#### [Written exercise]
Rewrite every line of the records with "crystal" changed to "glass" and nothing else altered, omitting the pictures.

--- Extracted information ---

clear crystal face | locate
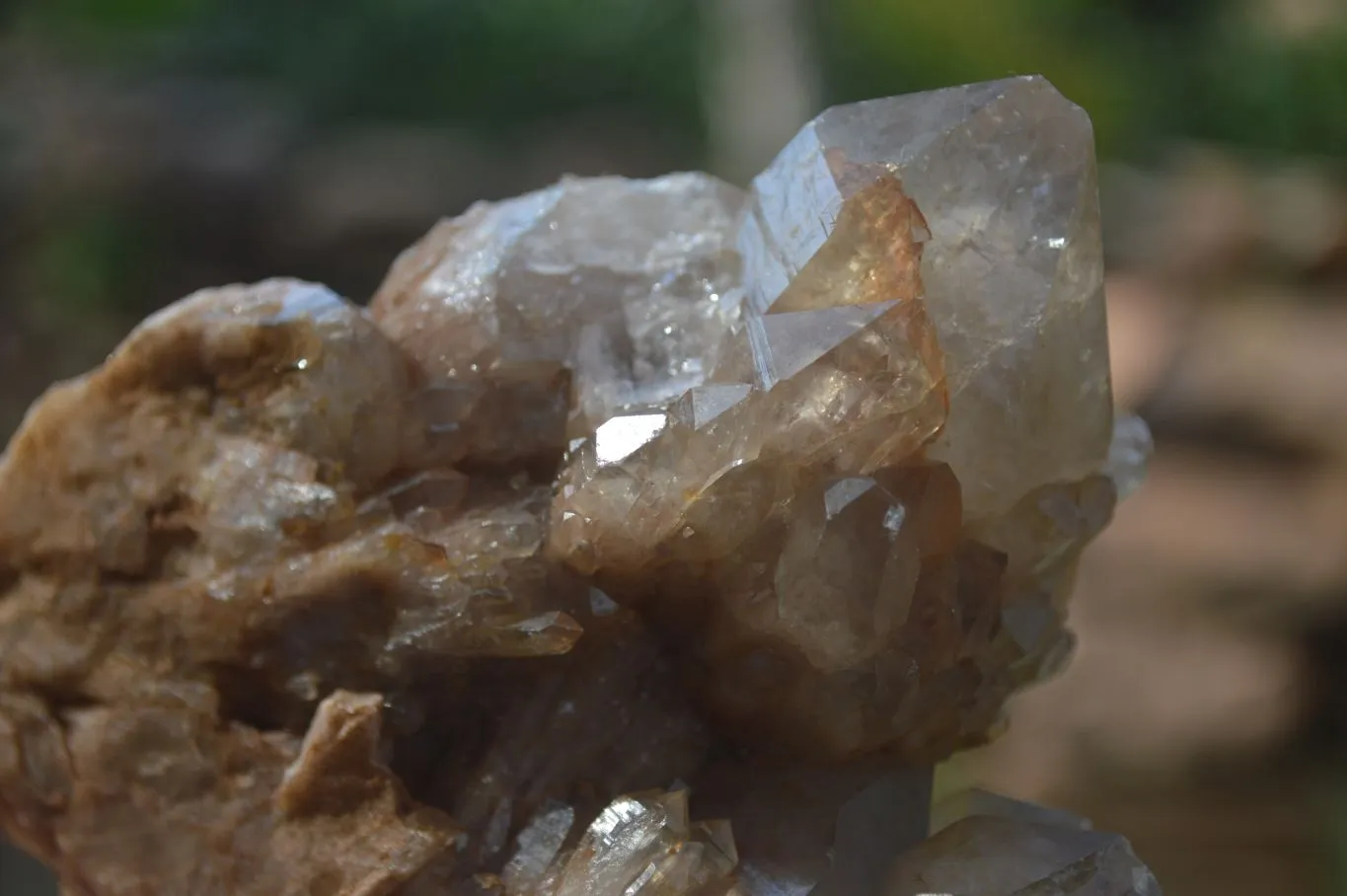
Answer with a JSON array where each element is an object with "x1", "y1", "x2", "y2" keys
[
  {"x1": 0, "y1": 78, "x2": 1159, "y2": 896},
  {"x1": 549, "y1": 78, "x2": 1126, "y2": 757}
]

---

#### [Response]
clear glass face | locate
Answer with a JSON array where each element is an object with "x1", "y1", "x2", "y2" keys
[
  {"x1": 0, "y1": 78, "x2": 1159, "y2": 896},
  {"x1": 549, "y1": 78, "x2": 1126, "y2": 757}
]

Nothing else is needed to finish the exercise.